Point annotation dataset records:
+++++
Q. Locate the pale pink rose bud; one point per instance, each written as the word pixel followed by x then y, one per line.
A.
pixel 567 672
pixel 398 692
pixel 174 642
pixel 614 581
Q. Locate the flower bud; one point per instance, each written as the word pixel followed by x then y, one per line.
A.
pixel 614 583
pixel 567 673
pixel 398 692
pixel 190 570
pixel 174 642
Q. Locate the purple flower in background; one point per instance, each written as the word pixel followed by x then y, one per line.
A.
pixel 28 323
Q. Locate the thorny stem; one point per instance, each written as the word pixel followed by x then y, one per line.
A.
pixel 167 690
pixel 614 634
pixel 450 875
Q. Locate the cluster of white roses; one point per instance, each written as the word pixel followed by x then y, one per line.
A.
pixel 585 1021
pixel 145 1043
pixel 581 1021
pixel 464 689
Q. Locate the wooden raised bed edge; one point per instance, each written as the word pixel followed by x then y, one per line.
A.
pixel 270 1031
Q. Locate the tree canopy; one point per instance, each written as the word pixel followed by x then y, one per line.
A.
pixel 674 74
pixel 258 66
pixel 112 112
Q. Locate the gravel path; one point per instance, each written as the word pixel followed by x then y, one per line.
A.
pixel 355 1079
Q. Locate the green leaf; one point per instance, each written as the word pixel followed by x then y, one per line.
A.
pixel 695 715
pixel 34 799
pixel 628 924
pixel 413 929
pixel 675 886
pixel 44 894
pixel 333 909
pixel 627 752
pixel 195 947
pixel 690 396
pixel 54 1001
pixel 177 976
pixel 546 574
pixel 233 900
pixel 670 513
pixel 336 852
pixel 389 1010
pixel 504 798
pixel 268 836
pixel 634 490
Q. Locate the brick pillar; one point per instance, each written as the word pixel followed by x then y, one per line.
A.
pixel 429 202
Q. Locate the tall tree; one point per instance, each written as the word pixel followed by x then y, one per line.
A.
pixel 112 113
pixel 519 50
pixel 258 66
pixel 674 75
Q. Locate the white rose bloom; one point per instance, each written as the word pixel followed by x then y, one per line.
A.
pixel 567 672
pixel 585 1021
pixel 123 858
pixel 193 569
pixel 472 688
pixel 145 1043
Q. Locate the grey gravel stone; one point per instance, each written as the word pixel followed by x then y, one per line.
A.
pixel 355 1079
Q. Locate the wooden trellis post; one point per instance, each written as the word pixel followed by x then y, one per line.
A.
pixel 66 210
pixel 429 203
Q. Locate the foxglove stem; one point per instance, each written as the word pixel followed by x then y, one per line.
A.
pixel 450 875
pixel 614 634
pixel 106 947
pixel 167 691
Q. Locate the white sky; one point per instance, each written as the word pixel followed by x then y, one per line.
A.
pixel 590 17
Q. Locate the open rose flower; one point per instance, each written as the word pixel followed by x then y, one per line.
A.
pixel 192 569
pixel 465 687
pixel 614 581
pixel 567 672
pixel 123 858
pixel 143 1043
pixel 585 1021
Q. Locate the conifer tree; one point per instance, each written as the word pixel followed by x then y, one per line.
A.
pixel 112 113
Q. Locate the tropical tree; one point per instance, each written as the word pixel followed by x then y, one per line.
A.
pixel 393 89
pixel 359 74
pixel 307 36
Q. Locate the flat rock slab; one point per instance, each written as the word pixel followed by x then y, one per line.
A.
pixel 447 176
+++++
◆ Aim of the exercise: Rewrite all of the records above, replacing "Locate" with "Mark" wherever it occurs and keeping everything else the same.

◆ Solution to the problem:
Q. Mark the pale pink rose bud; one point per instance, each written as the word pixel followed by x then y, one per line.
A.
pixel 567 672
pixel 398 692
pixel 174 642
pixel 614 581
Q. Mark the flower bud; one point per instance, each written as the word pixel followed by x then y, one per line.
A.
pixel 614 583
pixel 567 673
pixel 398 692
pixel 190 570
pixel 174 642
Q. Mark the purple flower in background; one point per instance, each written as the word pixel followed by x then y, one per line.
A.
pixel 28 323
Q. Mark the thorny stem; one point per instance, each written as the word pixel followed by x then y, one per line.
A.
pixel 167 690
pixel 614 634
pixel 450 875
Q. Mark the cluster of white roses; one point per instance, each written as the word pixel followed by x then y, one per line.
A.
pixel 585 1021
pixel 145 1043
pixel 581 1021
pixel 464 689
Q. Mark the wooden raised bed edge; one point per instance, each written as the word pixel followed by x then y, one per line.
A.
pixel 270 1031
Q. Mark the tree canopy; one point per instance, each written as the word pixel followed by x then y, one per line.
A.
pixel 674 74
pixel 258 66
pixel 112 112
Q. Mark the gravel path; one point per instance, each written as the word pixel followed by x then y, one per line.
A.
pixel 355 1079
Q. Mark the green leaf; one point per instance, each written as the word pixel followed by x then y, one per line.
A.
pixel 695 715
pixel 34 799
pixel 628 924
pixel 413 929
pixel 675 886
pixel 44 894
pixel 333 909
pixel 627 752
pixel 195 947
pixel 690 396
pixel 54 1001
pixel 177 976
pixel 546 574
pixel 233 900
pixel 670 513
pixel 336 852
pixel 389 1010
pixel 504 798
pixel 268 836
pixel 634 490
Q. Mark the brick pillar; one point per instance, each written as the word pixel followed by x then y, one per line.
A.
pixel 429 202
Q. Mark the tall tree; one point per instance, each written as the word pixel followed by x then y, one per line.
A.
pixel 112 113
pixel 519 50
pixel 258 66
pixel 674 75
Q. Mark the white rose bloom; one point per instance, each written as the word pixel followed by x then y, one per line.
A.
pixel 567 672
pixel 585 1021
pixel 123 858
pixel 193 569
pixel 472 688
pixel 145 1043
Q. Mark the grey gravel stone; one point per instance, each written as the word pixel followed by x then y, one per line.
A.
pixel 355 1079
Q. Mark the wooden trellis post; one point per instance, each written as the word pixel followed by x then y, one per line.
A.
pixel 66 210
pixel 429 203
Q. Mark the foxglove stem; one point per instance, each written as the word pixel followed by x then y, one per line.
A.
pixel 450 875
pixel 614 634
pixel 106 947
pixel 167 691
Q. Mark the white sky; one point per instance, each written as the word pixel followed by x then y, one per line.
A.
pixel 590 17
Q. Mark the open rose flower; one point per instance, each written as the word pixel followed by x then y, one per line.
A.
pixel 192 569
pixel 465 687
pixel 614 581
pixel 567 672
pixel 123 858
pixel 143 1043
pixel 585 1021
Q. Mark the conifer tree; one point per instance, each written as the word pixel followed by x then y, one per line.
A.
pixel 112 113
Q. Mark the tropical tree; one point per instance, each written as the word pixel followed by x then y, one per line.
A.
pixel 393 89
pixel 359 74
pixel 307 36
Q. Mark the flat rock slab; one point per instance, each written as the word pixel followed by x then y, one per line.
A.
pixel 447 176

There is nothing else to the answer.